DATA ENTRIES —
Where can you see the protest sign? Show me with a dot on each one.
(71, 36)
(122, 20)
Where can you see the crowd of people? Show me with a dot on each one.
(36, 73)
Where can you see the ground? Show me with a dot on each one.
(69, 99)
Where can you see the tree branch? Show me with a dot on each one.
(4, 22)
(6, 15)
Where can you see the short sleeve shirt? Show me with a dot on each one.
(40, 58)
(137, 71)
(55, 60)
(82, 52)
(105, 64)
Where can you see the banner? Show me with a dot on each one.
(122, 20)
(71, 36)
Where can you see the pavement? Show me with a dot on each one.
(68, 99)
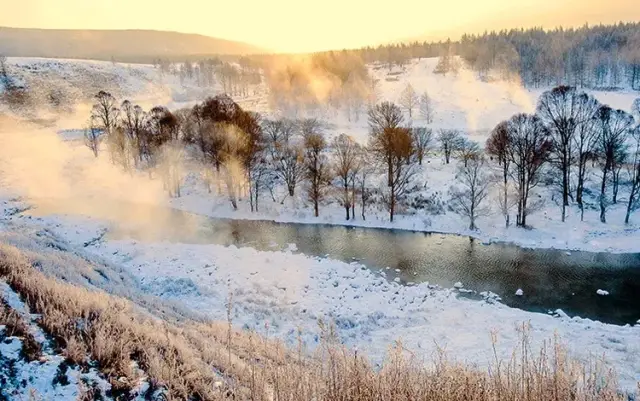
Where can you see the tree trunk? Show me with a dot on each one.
(392, 203)
(603, 209)
(346, 199)
(629, 206)
(505, 172)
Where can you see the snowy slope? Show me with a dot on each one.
(279, 293)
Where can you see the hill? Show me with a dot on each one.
(122, 45)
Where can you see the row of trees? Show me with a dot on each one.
(569, 130)
(337, 80)
(245, 155)
(235, 78)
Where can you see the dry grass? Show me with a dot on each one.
(211, 361)
(16, 326)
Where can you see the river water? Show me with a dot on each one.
(550, 279)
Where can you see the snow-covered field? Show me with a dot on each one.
(281, 292)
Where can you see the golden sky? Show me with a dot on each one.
(311, 25)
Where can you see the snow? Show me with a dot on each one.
(285, 290)
(460, 101)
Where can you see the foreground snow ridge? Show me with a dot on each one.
(279, 293)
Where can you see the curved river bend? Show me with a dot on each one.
(550, 279)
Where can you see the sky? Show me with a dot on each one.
(314, 25)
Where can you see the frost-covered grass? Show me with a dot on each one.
(141, 357)
(284, 295)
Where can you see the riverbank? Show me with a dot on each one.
(286, 295)
(545, 228)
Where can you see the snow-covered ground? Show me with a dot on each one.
(50, 376)
(280, 292)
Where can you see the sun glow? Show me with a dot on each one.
(301, 26)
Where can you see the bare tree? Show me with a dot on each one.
(613, 129)
(365, 168)
(346, 162)
(4, 74)
(468, 150)
(92, 137)
(498, 146)
(384, 119)
(408, 99)
(426, 108)
(105, 111)
(528, 150)
(469, 199)
(633, 170)
(316, 169)
(585, 141)
(450, 140)
(402, 168)
(422, 141)
(289, 166)
(635, 109)
(562, 110)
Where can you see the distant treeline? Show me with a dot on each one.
(602, 56)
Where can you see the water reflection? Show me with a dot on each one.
(550, 279)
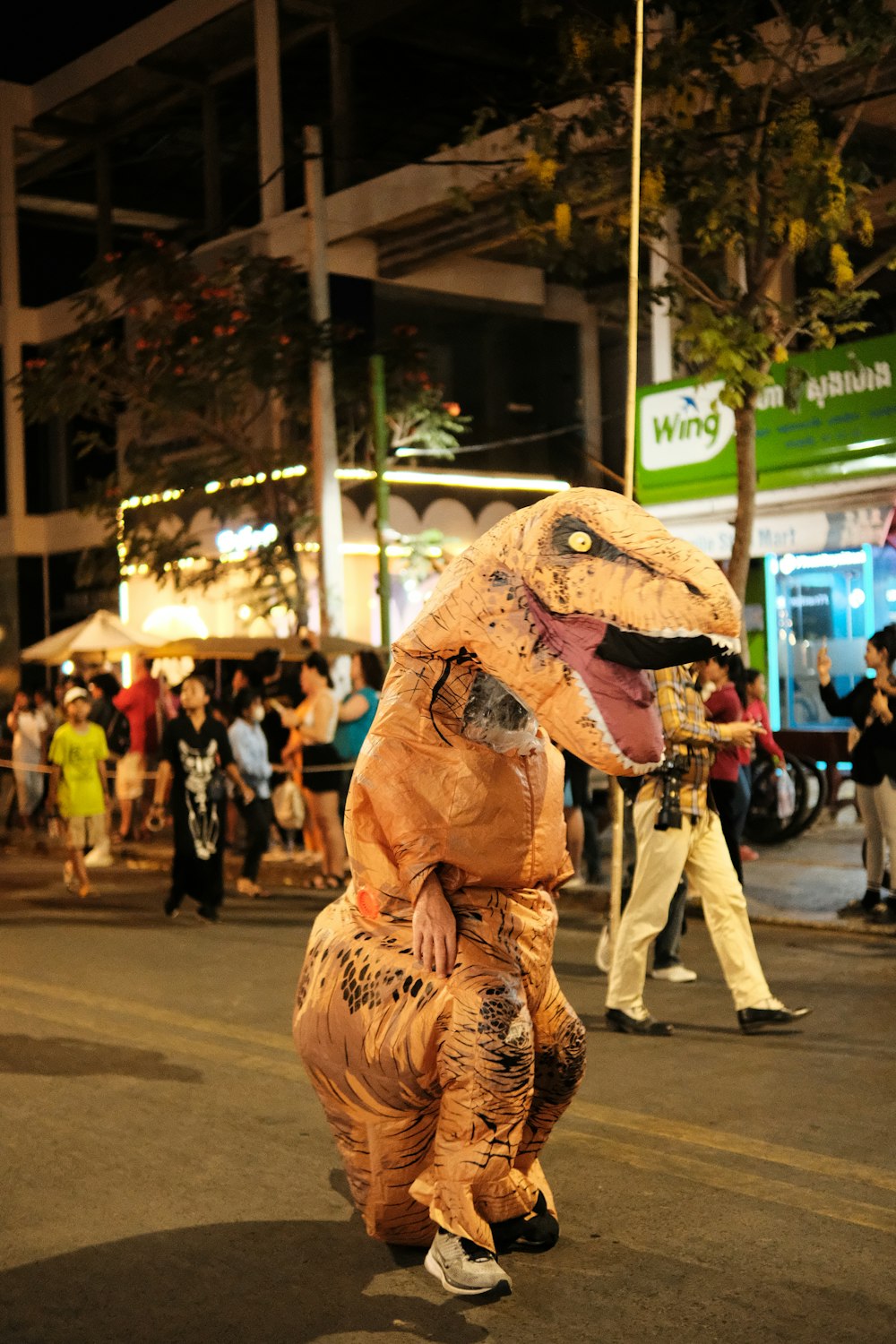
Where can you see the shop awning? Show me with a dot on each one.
(802, 519)
(242, 648)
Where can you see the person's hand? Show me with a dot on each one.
(435, 932)
(880, 706)
(743, 734)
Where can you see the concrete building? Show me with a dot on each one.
(69, 193)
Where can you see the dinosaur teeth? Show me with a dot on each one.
(634, 766)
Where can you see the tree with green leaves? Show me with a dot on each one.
(763, 190)
(201, 373)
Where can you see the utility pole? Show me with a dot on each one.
(634, 257)
(381, 448)
(327, 492)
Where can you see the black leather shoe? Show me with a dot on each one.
(535, 1231)
(756, 1019)
(619, 1021)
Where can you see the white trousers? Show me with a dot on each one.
(699, 851)
(877, 809)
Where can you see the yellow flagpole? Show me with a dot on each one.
(632, 382)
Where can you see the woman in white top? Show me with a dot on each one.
(29, 734)
(316, 719)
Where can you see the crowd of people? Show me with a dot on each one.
(220, 766)
(285, 739)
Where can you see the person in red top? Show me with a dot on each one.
(139, 703)
(729, 771)
(758, 711)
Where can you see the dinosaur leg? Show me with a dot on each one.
(559, 1064)
(382, 1159)
(366, 1026)
(487, 1067)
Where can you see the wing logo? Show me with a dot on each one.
(684, 426)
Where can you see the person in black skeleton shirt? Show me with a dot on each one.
(195, 758)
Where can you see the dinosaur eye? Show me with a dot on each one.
(579, 542)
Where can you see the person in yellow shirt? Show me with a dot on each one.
(78, 784)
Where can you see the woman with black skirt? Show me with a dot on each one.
(872, 749)
(316, 719)
(195, 758)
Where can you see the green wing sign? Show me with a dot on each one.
(844, 426)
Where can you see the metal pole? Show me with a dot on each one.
(634, 228)
(327, 492)
(381, 448)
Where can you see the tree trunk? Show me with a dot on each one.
(745, 444)
(300, 589)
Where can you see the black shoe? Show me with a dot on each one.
(535, 1231)
(855, 910)
(619, 1021)
(756, 1019)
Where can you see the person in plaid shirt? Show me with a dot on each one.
(694, 847)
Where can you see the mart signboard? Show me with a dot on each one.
(844, 426)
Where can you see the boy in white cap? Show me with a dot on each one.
(78, 784)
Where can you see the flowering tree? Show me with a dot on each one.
(756, 152)
(202, 374)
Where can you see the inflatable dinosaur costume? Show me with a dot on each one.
(443, 1090)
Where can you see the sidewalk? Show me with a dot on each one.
(810, 878)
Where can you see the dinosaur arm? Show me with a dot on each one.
(683, 722)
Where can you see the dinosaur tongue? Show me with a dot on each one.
(621, 694)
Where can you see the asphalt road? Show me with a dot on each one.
(169, 1179)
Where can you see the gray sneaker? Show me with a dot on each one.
(462, 1266)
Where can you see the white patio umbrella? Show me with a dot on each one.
(101, 633)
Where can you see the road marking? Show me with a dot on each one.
(144, 1024)
(742, 1183)
(740, 1145)
(161, 1042)
(164, 1016)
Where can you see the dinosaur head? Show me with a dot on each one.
(565, 602)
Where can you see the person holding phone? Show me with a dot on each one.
(872, 742)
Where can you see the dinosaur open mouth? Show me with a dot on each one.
(607, 661)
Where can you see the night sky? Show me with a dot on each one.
(45, 38)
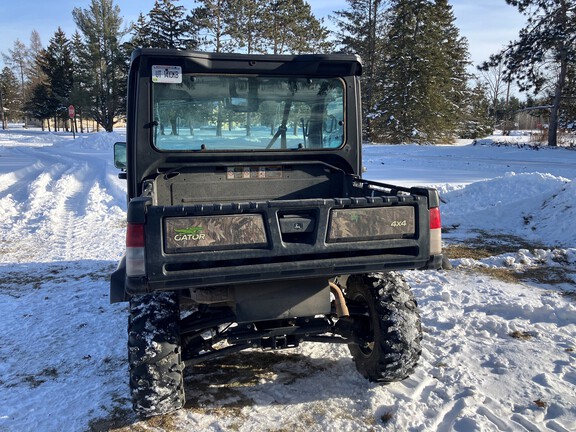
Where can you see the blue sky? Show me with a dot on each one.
(487, 24)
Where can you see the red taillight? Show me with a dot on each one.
(435, 231)
(135, 235)
(435, 220)
(135, 252)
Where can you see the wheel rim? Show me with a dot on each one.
(366, 333)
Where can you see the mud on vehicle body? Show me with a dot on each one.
(249, 224)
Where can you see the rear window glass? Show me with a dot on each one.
(223, 112)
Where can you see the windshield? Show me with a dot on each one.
(223, 112)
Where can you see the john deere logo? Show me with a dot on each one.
(192, 233)
(399, 223)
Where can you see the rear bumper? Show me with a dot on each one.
(122, 287)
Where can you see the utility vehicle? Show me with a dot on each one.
(249, 224)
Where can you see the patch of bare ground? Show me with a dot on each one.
(487, 246)
(218, 389)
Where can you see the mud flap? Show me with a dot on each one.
(282, 299)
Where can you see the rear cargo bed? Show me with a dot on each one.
(372, 227)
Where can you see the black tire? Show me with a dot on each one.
(154, 354)
(390, 327)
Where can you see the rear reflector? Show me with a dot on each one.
(435, 220)
(135, 235)
(435, 231)
(135, 256)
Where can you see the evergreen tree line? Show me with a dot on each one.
(416, 81)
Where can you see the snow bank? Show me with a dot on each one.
(537, 206)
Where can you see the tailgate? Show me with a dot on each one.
(225, 243)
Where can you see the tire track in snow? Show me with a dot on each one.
(49, 215)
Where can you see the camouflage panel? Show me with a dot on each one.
(371, 224)
(214, 232)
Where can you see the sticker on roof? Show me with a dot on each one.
(167, 74)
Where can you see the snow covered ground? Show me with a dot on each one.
(500, 332)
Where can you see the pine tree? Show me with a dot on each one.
(549, 39)
(362, 28)
(39, 105)
(423, 75)
(105, 60)
(290, 27)
(10, 102)
(79, 96)
(56, 63)
(18, 60)
(214, 18)
(246, 26)
(141, 34)
(168, 27)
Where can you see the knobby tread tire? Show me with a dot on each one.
(394, 332)
(154, 354)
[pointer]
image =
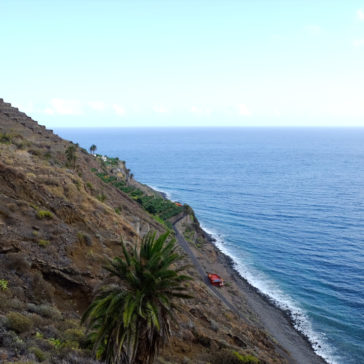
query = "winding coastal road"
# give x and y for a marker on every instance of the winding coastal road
(184, 244)
(273, 319)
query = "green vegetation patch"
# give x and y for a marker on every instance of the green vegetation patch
(44, 214)
(43, 243)
(3, 284)
(155, 205)
(18, 322)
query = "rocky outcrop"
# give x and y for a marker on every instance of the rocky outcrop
(58, 227)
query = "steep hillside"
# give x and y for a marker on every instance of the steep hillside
(63, 212)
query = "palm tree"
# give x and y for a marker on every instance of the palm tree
(129, 319)
(93, 148)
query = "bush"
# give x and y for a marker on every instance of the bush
(44, 214)
(233, 357)
(43, 243)
(3, 284)
(84, 239)
(39, 354)
(18, 322)
(45, 310)
(101, 197)
(5, 138)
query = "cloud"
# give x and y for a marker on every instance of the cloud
(313, 29)
(360, 14)
(200, 110)
(97, 105)
(358, 42)
(243, 110)
(119, 110)
(160, 109)
(64, 107)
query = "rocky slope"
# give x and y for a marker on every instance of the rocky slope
(60, 219)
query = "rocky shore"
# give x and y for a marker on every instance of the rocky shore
(63, 212)
(257, 308)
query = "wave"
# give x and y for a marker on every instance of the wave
(280, 299)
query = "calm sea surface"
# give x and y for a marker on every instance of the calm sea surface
(286, 204)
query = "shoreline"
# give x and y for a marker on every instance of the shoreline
(273, 319)
(265, 308)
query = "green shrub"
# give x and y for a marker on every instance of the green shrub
(5, 138)
(45, 310)
(43, 243)
(233, 357)
(18, 322)
(44, 214)
(74, 335)
(39, 354)
(57, 343)
(101, 197)
(3, 284)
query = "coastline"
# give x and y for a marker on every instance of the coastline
(277, 322)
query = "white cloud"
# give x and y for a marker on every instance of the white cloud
(119, 110)
(200, 110)
(358, 42)
(49, 111)
(313, 29)
(64, 107)
(97, 105)
(360, 14)
(243, 110)
(160, 109)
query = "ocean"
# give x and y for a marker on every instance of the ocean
(287, 204)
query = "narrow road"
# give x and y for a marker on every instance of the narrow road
(216, 291)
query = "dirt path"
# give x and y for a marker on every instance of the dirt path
(183, 243)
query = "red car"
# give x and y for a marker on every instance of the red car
(215, 280)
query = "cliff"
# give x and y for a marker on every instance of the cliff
(63, 212)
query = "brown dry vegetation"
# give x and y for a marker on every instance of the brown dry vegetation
(55, 235)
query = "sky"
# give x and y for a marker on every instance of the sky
(184, 63)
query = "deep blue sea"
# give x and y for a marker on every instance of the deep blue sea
(287, 204)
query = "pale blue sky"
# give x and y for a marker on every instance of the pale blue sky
(184, 63)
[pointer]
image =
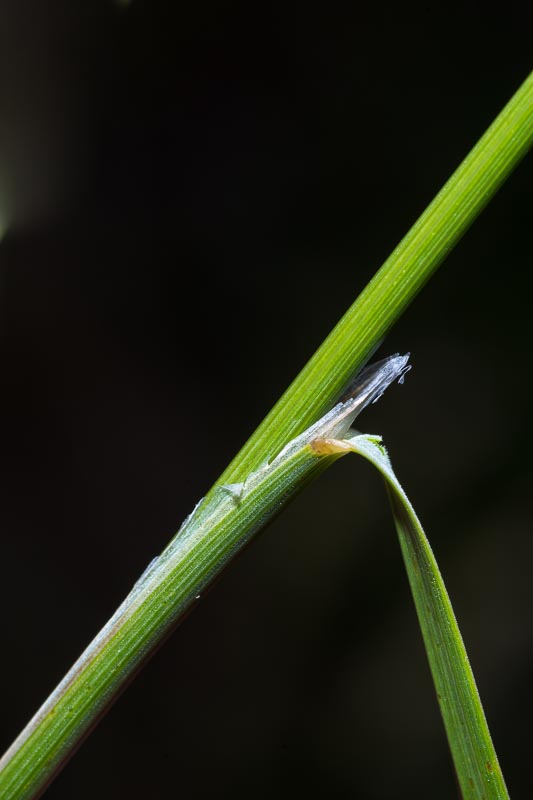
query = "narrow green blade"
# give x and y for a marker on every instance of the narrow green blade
(473, 753)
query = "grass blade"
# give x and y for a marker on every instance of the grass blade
(476, 763)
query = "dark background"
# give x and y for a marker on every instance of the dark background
(194, 196)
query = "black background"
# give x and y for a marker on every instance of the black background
(194, 196)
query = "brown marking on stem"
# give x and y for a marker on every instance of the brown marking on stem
(329, 447)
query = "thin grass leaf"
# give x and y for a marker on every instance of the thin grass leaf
(474, 756)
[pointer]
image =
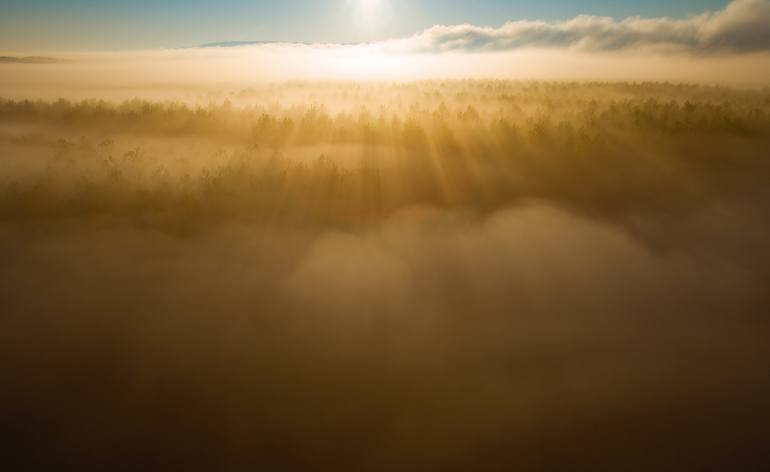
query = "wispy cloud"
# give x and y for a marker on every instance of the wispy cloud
(742, 26)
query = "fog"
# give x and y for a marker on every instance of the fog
(454, 275)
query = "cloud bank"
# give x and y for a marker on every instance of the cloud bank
(742, 26)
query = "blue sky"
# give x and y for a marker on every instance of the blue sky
(53, 25)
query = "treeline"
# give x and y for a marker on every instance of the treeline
(361, 152)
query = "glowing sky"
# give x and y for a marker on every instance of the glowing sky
(60, 25)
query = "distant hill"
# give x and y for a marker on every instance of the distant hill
(29, 60)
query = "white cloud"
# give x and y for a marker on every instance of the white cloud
(742, 26)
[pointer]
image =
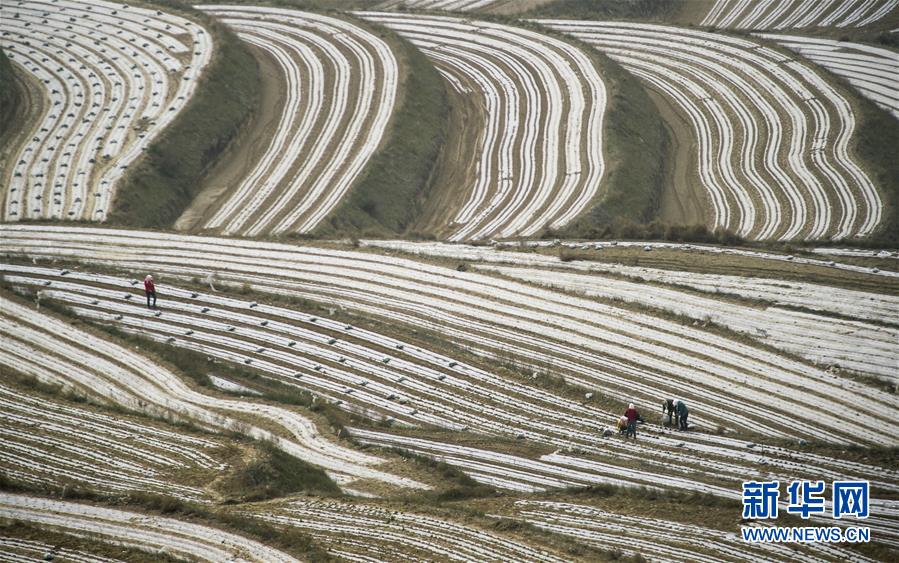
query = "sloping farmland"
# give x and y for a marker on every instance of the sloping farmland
(114, 77)
(771, 135)
(340, 85)
(786, 14)
(528, 116)
(873, 71)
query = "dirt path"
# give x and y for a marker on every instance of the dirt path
(239, 159)
(684, 202)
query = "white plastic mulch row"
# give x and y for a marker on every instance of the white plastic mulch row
(341, 85)
(490, 253)
(362, 530)
(156, 534)
(114, 77)
(641, 356)
(861, 305)
(444, 393)
(53, 351)
(661, 539)
(20, 550)
(773, 136)
(539, 159)
(785, 14)
(77, 447)
(873, 71)
(367, 380)
(443, 5)
(859, 346)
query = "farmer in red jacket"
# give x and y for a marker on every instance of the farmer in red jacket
(150, 290)
(632, 417)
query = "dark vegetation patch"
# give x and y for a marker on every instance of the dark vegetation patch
(10, 95)
(390, 194)
(170, 175)
(274, 473)
(608, 9)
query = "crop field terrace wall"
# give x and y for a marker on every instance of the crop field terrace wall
(785, 14)
(772, 136)
(536, 159)
(341, 84)
(115, 77)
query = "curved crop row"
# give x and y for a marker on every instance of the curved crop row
(341, 84)
(375, 375)
(537, 158)
(873, 71)
(360, 532)
(444, 5)
(782, 14)
(638, 355)
(36, 344)
(115, 77)
(773, 136)
(156, 534)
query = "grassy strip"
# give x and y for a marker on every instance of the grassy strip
(289, 540)
(274, 474)
(164, 183)
(608, 9)
(10, 96)
(391, 192)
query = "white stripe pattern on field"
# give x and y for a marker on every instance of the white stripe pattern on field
(155, 534)
(49, 349)
(384, 533)
(115, 76)
(785, 14)
(539, 159)
(873, 71)
(341, 85)
(643, 356)
(773, 136)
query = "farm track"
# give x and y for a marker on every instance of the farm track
(115, 77)
(772, 135)
(341, 85)
(538, 158)
(589, 343)
(174, 538)
(873, 71)
(786, 14)
(48, 442)
(849, 303)
(52, 351)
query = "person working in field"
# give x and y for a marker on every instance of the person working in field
(150, 290)
(632, 417)
(668, 408)
(682, 413)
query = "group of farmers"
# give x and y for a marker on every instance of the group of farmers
(674, 408)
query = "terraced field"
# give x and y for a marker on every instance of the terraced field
(53, 352)
(340, 84)
(530, 109)
(873, 71)
(771, 135)
(167, 537)
(590, 344)
(785, 14)
(114, 77)
(48, 442)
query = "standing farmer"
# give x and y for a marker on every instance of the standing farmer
(150, 290)
(632, 417)
(682, 413)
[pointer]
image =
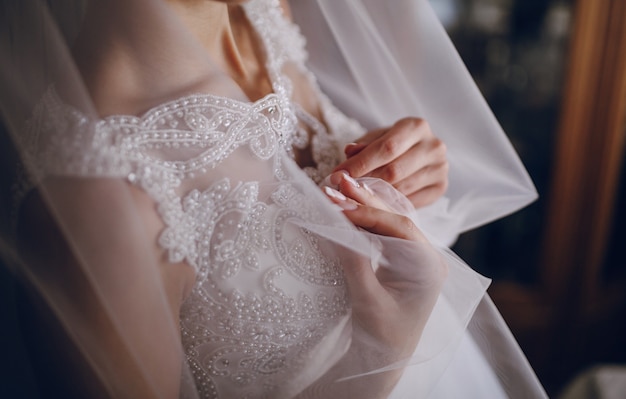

STATED EXERCISE — Find every line in the listing above that contains the string "rocky" with matching case, and copy each of those lines out in full.

REPLY TO THE TASK —
query = "rocky outcrop"
# give x and y for a marker on every instance of the rocky outcrop
query = "rocky slope"
# give x and y for a marker on every instance of the rocky slope
query = "rocky shore"
# give x and y for a marker on every instance of the rocky shore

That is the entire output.